**TASK DETAILS:** Print the line where "of the eucalyptus" occurs and every line that follows it in the data below, ending with the last line, precisely as written.

- Opening Delimiter -

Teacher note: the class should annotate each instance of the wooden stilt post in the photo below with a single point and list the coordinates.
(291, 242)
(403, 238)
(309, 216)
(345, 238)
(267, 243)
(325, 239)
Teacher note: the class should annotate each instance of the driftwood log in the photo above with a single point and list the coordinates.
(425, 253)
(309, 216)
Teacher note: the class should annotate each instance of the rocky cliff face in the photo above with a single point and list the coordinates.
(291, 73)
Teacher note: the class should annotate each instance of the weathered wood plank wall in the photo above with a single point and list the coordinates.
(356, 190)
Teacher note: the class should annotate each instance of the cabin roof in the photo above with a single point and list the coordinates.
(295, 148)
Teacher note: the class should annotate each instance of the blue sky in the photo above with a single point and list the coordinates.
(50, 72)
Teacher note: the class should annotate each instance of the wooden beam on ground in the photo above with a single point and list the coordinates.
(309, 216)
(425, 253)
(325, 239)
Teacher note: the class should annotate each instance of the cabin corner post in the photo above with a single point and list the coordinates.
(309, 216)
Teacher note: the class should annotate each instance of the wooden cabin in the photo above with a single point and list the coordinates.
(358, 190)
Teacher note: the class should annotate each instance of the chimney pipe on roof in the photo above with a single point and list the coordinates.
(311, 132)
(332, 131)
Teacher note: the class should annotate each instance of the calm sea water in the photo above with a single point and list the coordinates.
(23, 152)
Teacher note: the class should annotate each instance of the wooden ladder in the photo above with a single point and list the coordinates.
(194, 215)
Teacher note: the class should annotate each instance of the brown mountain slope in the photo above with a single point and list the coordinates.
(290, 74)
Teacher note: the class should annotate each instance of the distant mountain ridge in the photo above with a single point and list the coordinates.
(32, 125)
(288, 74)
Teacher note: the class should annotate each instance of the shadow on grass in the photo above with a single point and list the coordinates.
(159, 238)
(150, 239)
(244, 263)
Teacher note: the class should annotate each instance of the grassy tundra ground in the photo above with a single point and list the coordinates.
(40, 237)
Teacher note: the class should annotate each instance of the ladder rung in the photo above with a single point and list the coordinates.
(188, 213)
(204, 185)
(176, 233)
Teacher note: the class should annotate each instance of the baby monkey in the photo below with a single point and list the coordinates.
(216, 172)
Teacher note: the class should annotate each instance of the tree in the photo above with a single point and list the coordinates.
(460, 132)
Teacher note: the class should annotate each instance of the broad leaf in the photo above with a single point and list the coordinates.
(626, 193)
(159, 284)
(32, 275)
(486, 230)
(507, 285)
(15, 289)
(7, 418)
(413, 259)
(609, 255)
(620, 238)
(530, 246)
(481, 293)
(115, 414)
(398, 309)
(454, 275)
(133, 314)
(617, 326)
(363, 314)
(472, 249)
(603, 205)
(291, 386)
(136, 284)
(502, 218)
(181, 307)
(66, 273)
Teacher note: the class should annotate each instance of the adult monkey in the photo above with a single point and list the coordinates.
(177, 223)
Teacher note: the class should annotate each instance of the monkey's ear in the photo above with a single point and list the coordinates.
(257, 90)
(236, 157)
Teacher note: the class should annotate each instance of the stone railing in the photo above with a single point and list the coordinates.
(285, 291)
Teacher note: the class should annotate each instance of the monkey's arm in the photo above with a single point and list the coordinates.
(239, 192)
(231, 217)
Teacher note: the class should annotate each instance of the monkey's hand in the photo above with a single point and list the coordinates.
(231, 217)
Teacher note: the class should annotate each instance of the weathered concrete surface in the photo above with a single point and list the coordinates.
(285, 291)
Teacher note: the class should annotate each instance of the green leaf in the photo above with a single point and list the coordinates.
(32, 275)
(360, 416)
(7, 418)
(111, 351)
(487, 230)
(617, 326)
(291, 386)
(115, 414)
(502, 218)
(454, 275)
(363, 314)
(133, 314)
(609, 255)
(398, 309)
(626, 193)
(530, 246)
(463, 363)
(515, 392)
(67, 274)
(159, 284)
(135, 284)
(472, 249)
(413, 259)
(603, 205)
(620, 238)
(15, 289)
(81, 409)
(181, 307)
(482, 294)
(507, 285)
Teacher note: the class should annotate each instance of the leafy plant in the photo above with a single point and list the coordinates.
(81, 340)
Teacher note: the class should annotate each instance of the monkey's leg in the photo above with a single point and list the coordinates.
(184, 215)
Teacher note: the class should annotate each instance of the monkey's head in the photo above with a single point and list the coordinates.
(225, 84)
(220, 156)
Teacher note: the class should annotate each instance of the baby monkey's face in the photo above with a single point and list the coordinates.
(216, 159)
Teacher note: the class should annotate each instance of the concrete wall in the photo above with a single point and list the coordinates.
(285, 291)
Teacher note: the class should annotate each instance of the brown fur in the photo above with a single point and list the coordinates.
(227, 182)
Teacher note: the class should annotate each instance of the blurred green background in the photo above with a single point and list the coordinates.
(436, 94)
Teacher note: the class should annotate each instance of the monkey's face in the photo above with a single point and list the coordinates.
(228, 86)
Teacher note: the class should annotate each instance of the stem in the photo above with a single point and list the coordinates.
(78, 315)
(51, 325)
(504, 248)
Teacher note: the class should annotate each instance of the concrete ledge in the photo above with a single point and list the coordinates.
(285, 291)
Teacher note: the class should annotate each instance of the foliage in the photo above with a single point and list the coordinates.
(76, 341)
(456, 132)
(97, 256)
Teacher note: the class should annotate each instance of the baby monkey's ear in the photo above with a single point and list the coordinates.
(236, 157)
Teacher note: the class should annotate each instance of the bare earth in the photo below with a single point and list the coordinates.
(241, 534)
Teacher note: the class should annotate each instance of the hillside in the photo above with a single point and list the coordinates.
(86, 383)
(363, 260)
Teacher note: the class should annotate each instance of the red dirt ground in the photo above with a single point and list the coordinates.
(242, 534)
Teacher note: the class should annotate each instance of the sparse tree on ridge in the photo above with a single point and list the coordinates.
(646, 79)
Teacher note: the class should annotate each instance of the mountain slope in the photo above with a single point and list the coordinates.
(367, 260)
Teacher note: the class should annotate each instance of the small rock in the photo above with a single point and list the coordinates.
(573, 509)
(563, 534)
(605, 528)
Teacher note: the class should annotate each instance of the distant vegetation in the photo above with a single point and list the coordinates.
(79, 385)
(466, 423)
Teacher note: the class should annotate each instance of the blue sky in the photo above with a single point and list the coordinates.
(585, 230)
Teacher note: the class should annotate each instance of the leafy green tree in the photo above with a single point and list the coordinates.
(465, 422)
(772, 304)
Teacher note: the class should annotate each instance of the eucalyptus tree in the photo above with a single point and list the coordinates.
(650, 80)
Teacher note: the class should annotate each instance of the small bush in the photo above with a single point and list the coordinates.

- Closing Delimiter -

**ANSWER TO THIS PROBLEM:**
Teacher note: the class should annotate each instance of the eucalyptus tree in the photo above with a single point and list the coordinates.
(650, 80)
Teacher note: the class should annotate each instance of the small bush in the photo above with a single point and list the coordinates.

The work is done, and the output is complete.